- _AUSGANGSTEXT_

※ ※ ※

Die Hamas und Hisbollah sind keine regulären Armeen, sondern Milizen und Terrororganisationen, die sich nicht an internationale Regeln des Kriegsrechts halten. Sie operieren oft aus Wohngebieten heraus und nehmen dabei bewusst zivile Opfer in Kauf. Der entscheidende Unterschied zu einem regulären Militär wie dem israelischen ist, dass Hamas und Hisbollah keine klaren militärischen Strukturen oder Rechenschaftspflichten haben.
Die Hisbollah unterstützt die Hamas aufgrund ideologischer und strategischer Allianzen gegen Israel, indem sie militärische Ressourcen teilen und koordinierte Angriffe durchführen. Dabei spielt der Iran eine zentrale Rolle, da er beide Gruppen finanziell und militärisch unterstützt, um seinen Einfluss in der Region zu sichern und Israel als gemeinsamen Feind zu bekämpfen. Während die israelische Bevölkerung durch moderne Verteidigungssysteme wie den Iron Dome vor vielen Raketenangriffen geschützt ist, fehlen der Zivilbevölkerung im Gazastreifen und im Libanon solche Schutzmaßnahmen. Dies führt zu unverhältnismäßig hohen zivilen Opfern auf palästinensischer und libanesischer Seite.
Mein Sohn hat Angst zu sterben
Der Iron Dome kann zwar zahlreiche Raketen abfangen, doch von einer entspannten Situation in Israel kann wirklich nicht gesprochen werden. Yaron postet immer dann, wenn er mit seiner Familie etwas normales unternehmen kann, das nichts mit Angriffen oder Krieg oder Angst zu tun hat, einen Ausflug beispielsweise: „Today was a day" (Heute war ein Tag). Noch in Wacken fragte ich ihn, was er damit meine. Er traue sich schon lange nicht mehr, von guten Tagen zu sprechen, er sei schon froh, wenn nichts passiere. „Today was at least a day" – damit seien sie derzeit schon zufrieden.

※ ※ ※

- _DATENSATZAUSZÜGE_
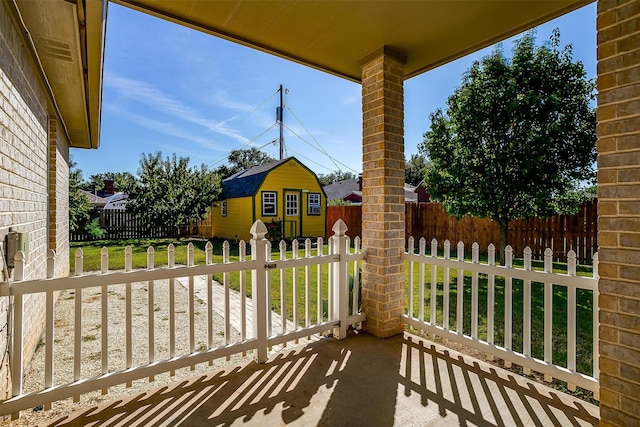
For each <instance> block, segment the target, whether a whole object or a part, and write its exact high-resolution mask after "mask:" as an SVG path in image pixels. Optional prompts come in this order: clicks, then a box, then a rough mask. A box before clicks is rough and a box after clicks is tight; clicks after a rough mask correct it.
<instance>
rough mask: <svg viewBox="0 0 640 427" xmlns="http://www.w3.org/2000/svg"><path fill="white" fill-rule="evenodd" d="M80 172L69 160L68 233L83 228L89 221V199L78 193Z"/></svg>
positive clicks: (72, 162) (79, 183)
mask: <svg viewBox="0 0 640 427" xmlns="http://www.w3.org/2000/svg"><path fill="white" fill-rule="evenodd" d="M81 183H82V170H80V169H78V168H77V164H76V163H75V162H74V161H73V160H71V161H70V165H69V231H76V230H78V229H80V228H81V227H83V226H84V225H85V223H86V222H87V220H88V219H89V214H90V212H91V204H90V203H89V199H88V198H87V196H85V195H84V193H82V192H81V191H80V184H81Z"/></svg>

※ ※ ※

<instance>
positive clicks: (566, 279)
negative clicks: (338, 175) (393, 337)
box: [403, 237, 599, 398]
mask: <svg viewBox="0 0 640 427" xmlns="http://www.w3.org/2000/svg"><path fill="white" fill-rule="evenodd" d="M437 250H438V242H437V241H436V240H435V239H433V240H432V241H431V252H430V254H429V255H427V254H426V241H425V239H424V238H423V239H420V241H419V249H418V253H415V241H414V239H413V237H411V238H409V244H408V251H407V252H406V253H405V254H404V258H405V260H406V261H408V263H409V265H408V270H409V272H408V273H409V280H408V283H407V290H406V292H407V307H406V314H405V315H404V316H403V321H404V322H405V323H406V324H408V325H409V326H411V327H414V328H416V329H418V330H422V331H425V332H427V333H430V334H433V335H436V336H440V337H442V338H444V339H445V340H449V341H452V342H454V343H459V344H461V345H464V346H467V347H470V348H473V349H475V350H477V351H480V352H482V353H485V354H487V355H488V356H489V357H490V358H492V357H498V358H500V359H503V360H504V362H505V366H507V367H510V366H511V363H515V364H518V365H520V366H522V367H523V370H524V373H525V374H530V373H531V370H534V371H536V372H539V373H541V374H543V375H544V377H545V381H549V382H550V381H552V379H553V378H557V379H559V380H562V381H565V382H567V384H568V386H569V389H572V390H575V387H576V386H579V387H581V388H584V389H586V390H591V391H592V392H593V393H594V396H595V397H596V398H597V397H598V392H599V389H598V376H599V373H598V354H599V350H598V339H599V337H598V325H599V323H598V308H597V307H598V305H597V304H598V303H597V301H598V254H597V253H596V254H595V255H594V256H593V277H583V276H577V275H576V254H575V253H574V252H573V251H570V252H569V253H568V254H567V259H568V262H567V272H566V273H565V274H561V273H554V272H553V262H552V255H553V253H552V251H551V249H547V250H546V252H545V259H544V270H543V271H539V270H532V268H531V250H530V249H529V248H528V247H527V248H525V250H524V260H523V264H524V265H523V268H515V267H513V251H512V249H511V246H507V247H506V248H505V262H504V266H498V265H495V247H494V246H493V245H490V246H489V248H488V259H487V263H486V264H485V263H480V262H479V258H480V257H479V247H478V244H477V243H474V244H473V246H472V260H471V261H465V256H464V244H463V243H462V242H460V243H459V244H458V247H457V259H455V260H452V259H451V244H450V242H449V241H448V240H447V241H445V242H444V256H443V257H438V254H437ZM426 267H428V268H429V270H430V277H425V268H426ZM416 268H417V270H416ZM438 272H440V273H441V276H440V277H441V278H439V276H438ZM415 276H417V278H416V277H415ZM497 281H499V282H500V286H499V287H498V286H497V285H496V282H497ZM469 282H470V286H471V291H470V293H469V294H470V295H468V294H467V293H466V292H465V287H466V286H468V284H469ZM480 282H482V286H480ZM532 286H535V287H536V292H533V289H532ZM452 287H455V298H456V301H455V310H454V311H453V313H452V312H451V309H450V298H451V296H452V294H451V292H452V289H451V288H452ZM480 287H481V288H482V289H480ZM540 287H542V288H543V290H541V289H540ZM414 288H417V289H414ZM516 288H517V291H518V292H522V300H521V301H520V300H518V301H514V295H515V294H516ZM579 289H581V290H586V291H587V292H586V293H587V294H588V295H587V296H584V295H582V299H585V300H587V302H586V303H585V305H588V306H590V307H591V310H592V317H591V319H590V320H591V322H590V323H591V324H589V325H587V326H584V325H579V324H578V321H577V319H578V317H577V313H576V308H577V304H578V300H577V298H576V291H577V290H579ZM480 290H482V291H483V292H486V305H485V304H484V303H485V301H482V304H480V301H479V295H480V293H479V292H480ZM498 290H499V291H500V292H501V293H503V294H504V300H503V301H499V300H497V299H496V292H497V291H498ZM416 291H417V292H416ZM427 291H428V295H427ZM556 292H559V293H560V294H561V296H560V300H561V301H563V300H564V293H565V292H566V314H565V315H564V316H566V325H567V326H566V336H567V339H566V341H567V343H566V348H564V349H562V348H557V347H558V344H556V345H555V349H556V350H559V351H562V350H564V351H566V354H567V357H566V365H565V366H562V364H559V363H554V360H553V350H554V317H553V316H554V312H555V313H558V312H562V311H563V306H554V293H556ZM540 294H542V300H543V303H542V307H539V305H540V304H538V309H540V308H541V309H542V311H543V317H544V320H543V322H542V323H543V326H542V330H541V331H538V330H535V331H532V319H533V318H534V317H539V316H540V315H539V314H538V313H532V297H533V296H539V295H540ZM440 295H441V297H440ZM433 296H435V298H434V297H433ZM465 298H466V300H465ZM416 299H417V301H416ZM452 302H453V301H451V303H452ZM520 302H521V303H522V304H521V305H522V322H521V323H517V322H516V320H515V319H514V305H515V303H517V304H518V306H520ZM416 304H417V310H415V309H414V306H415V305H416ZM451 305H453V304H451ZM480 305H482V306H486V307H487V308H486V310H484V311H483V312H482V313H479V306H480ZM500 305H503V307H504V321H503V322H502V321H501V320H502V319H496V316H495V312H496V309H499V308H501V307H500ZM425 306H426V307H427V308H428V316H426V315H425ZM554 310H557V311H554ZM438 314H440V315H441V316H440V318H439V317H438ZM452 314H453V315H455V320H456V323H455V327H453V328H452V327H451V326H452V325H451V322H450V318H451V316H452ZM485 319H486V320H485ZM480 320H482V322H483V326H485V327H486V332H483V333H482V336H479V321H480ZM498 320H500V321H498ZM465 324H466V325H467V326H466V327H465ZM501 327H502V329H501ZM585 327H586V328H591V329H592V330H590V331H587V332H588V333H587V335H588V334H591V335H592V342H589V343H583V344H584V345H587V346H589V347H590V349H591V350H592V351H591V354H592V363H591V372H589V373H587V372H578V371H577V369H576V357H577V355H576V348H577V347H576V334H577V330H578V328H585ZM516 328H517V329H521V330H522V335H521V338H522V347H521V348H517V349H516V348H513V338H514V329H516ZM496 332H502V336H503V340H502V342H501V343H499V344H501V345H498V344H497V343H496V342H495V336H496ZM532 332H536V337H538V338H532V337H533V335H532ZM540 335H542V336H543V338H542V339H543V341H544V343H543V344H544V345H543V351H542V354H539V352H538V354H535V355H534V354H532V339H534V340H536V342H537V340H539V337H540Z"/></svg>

※ ※ ※

- _AUFGABENSTELLUNG_
Welches Verteidigungssystem schützt laut dem Ausgangstext die israelische Bevölkerung vor vielen Raketenangriffen?

- _LÖSUNG_
Der Iron Dome.